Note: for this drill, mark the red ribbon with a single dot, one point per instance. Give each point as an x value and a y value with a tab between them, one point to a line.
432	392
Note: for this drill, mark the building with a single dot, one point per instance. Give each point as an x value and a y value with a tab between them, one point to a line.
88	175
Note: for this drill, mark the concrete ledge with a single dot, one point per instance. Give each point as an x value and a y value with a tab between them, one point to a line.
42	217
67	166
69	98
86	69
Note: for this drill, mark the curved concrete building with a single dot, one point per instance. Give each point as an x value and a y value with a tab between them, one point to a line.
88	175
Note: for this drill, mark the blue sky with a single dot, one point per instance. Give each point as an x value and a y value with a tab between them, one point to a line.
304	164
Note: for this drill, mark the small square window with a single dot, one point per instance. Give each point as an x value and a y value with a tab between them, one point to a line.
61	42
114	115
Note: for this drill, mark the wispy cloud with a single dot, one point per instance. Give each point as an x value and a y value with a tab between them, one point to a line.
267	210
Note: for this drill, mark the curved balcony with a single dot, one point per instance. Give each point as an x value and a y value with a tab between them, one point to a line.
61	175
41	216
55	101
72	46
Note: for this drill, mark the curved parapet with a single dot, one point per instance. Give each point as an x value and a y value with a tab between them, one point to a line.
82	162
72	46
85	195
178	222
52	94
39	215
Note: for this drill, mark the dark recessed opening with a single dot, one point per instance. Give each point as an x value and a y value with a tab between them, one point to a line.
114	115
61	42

Exercise instructions
Reproduce all of the data above, swapping each instance of "for this drill" for "for this exercise" and leaving everything else unchanged.

Correct result
Note: for this exercise, mark the red ribbon with a single dot, one point per instance. Give each point as an x value and a y value with a tab between them, one point to a line.
432	392
Note: for this exercise, mark the building with a single dot, one point per instance. Give each point as an x value and a y value with a tab between them, one point to a line.
88	175
Note: for this exercise, mark the concrete ledge with a single dot, one point per instance. Give each point as an x value and a y value with a tab between them, one point to a line.
42	217
67	166
69	98
86	69
Note: for this exercise, mark the curved concrete building with a single dot, one point per instance. Give each point as an x value and a y value with a tab between them, one point to a line.
88	175
Note: for this exercise, mark the blue sky with a single dot, one point per instance. Give each point as an x value and a y value with a tab between them, one point to a line.
304	164
Note: for this exercise, mark the small square window with a single dot, one point per instance. Give each point as an x value and a y value with a tab between them, one point to a line.
61	42
114	115
Note: for this exercise, mark the wispy cloud with a single dot, one point per instance. Give each point as an x value and a y value with a tab between them, one point to a line.
267	210
Note: for this exercise, mark the curved balcony with a single dot, one point per instance. Give each point as an x value and a y value with a tab between them, one point to a line.
61	175
41	216
55	101
72	46
Note: for this exercise, mark the curved parapet with a single dot, one point per instance. Give each point as an x value and a y value with a tab between them, one point to a line.
82	162
72	46
85	195
178	222
52	94
39	215
Note: for this exercise, mark the dark recessed opening with a single dot, one point per instance. Give each point as an x value and a y value with a tab between them, one point to a line.
114	115
61	42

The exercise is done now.